* **Istruzione 1**:
Ricopia senza alcuna modifica le righe delle voci di dati che vanno dalla riga contenente "Could you please outline every instance of the <item>metal" fino alla fine delle voci, estremi inclusi.
* **Istruzione 2**:
Prosegui il testo sulla guerra, ripartendo subito dopo la sua ultima frase.

* **Testo del documento**:
========================

Diario della penultima guerra

di Monini Francesco

A incominciare una guerra non ci vuol niente. Basta un fiammifero buttato a caso e il fuoco divampa. Hai voglia a dire: io non volevo…
All’inizio, tutte le guerre, guerre mondiali comprese, sono sempre delle “guerre lampo”. Almeno così pensano (almeno così dicono di pensare) presidenti e capi di stato maggiore. Due tre giorni, una settimana, un mese al massimo: basta far vedere i muscoli e il nemico alzerà subito bandiera bianca.
Tutte le guerre sono manichee per principio e definizione. Da una parte i buoni, dall’altra i cattivi; di qua il bene, di là il male. Possibile? No, è una idiozia. Ma a questa idiozia bisogna crederci almeno un po’: altrimenti nessuno si sognerebbe di risolvere i problemi con un mezzo tanto antico quanto inefficace come la guerra.

========================

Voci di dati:
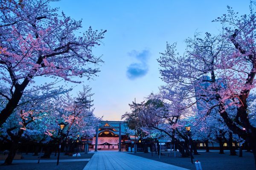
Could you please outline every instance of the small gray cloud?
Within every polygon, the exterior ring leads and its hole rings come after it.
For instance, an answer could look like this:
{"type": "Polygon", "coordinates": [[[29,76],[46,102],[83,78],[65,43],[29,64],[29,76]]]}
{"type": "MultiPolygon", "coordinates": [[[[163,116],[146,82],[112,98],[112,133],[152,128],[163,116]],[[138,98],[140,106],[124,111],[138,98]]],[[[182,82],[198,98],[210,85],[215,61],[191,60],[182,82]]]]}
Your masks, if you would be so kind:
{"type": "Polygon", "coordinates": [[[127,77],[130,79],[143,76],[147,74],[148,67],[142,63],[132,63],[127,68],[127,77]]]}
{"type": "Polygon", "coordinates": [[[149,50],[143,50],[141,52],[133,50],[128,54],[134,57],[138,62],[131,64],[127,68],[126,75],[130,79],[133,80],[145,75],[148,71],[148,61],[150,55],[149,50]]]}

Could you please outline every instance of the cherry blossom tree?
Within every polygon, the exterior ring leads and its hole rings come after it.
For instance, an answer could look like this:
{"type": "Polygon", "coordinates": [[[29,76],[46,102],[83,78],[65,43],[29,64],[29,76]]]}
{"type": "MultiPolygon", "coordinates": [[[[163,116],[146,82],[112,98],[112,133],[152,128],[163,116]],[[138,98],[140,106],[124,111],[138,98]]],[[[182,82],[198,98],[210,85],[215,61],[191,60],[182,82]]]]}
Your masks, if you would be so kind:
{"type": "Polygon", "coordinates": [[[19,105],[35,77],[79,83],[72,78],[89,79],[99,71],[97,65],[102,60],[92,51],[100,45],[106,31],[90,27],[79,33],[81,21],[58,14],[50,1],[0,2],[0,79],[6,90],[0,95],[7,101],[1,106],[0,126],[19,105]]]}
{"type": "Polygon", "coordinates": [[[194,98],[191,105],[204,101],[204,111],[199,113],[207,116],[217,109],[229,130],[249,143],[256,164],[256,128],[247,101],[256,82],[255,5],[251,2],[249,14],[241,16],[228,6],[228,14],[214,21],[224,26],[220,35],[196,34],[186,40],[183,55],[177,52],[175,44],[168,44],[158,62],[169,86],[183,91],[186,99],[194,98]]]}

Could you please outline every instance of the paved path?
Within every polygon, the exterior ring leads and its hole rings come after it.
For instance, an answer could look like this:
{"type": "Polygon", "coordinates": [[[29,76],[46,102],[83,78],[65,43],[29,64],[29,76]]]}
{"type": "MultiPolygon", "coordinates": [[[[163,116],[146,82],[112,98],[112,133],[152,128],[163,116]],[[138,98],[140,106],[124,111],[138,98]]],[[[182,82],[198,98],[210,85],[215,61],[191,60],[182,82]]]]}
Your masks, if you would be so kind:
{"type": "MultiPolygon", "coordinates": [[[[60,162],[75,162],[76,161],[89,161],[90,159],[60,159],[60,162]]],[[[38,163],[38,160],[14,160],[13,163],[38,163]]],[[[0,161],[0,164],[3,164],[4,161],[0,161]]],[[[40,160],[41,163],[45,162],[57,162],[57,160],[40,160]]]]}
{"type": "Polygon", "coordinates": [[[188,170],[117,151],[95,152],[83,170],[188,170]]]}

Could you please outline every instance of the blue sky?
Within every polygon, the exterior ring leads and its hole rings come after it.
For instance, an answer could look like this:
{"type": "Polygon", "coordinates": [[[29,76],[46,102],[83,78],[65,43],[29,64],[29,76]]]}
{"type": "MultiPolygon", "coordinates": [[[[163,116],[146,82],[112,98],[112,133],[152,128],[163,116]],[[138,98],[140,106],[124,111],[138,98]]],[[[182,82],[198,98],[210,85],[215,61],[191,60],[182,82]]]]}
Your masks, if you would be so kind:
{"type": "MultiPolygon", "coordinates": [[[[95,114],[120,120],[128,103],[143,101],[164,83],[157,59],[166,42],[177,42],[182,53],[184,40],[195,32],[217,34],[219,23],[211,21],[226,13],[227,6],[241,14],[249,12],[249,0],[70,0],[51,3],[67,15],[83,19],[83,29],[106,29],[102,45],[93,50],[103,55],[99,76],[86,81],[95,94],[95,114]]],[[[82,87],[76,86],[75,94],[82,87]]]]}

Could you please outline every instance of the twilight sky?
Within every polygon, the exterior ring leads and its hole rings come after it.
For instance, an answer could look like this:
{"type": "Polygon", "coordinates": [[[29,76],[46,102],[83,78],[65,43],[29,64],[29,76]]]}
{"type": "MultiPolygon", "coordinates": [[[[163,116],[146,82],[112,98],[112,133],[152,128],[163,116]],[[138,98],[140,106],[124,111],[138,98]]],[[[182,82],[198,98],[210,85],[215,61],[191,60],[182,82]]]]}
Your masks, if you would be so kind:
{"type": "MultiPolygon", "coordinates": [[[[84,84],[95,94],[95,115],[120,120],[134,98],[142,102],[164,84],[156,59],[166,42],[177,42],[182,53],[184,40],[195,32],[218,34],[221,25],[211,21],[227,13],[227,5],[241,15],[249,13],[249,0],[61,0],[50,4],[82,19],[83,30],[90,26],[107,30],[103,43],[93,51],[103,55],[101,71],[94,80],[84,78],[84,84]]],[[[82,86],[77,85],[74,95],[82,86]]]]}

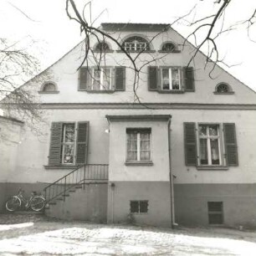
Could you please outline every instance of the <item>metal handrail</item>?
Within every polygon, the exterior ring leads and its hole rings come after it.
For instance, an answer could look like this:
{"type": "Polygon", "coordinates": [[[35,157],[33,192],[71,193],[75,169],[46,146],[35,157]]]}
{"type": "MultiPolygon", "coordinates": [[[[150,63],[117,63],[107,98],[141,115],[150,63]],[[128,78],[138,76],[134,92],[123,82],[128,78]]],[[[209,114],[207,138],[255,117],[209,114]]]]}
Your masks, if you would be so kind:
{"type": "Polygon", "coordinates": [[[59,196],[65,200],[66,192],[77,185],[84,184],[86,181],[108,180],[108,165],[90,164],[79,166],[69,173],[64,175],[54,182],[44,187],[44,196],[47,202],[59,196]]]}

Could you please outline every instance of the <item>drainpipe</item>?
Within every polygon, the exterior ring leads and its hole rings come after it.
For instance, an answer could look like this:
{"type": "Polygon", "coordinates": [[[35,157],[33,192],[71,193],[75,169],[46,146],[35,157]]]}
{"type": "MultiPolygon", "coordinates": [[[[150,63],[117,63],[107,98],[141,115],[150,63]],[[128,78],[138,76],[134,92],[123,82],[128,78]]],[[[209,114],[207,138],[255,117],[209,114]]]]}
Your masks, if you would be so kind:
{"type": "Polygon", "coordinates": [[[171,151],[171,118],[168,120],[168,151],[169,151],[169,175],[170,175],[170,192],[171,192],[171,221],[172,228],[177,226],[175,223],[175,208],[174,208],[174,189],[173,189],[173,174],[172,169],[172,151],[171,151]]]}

========================

* **Risposta 1**:
Could you please outline every instance of the <item>metal handrail</item>?
Within every polygon, the exterior ring leads and its hole rings come after it.
For instance, an answer could look like this:
{"type": "Polygon", "coordinates": [[[35,157],[33,192],[71,193],[75,169],[46,146],[35,157]]]}
{"type": "MultiPolygon", "coordinates": [[[[150,63],[117,63],[107,98],[141,115],[150,63]],[[128,78],[138,76],[134,92],[123,82],[128,78]]],[[[209,114],[207,138],[255,117],[209,114]]]]}
Your masks, if you would be so kind:
{"type": "Polygon", "coordinates": [[[59,196],[65,200],[66,192],[77,185],[84,184],[86,181],[108,180],[108,165],[90,164],[79,166],[69,173],[64,175],[54,182],[44,187],[44,196],[47,202],[59,196]]]}

Could you please outline every instance of the <item>drainpipe</item>?
Within every polygon, the exterior ring leads and its hole rings come after it.
For instance, an answer could look like this:
{"type": "Polygon", "coordinates": [[[35,157],[33,192],[71,193],[75,169],[46,146],[35,157]]]}
{"type": "MultiPolygon", "coordinates": [[[[150,63],[117,63],[107,98],[141,115],[150,63]],[[128,78],[138,76],[134,92],[123,82],[128,78]]],[[[209,114],[207,138],[255,117],[209,114]]]]}
Your masks, if you would be so kind:
{"type": "Polygon", "coordinates": [[[171,151],[171,118],[168,120],[168,151],[169,151],[169,175],[170,175],[170,192],[171,192],[171,221],[172,228],[177,226],[175,223],[175,208],[174,208],[174,189],[173,189],[173,174],[172,169],[172,151],[171,151]]]}

* **Risposta 2**:
Buoni e cattivi. Noi siamo i buoni e di là dal mare ci sono i cattivi. Sembra incredibile, ma di là dal mare pensano la stessa cosa. Pensano: noi siamo i buoni e di là dal mare (di qua dal mare, per chi mi sta leggendo) stanno i cattivi. Mio padre da bambino giocava (reminiscenza della Grande Guerra) a “italiani contro austriaci” (crucchi). Ho letto che anche in Austria negli anni Trenta si giocava allo stesso gioco. Alla fine, vincevano sempre i buoni. Infatti, nessun bambino italiano voleva fare la parte dell’austriaco; e nessun piccolo crucco voleva fare il soldatino mangiaspaghetti: che gusto c’è a perdere!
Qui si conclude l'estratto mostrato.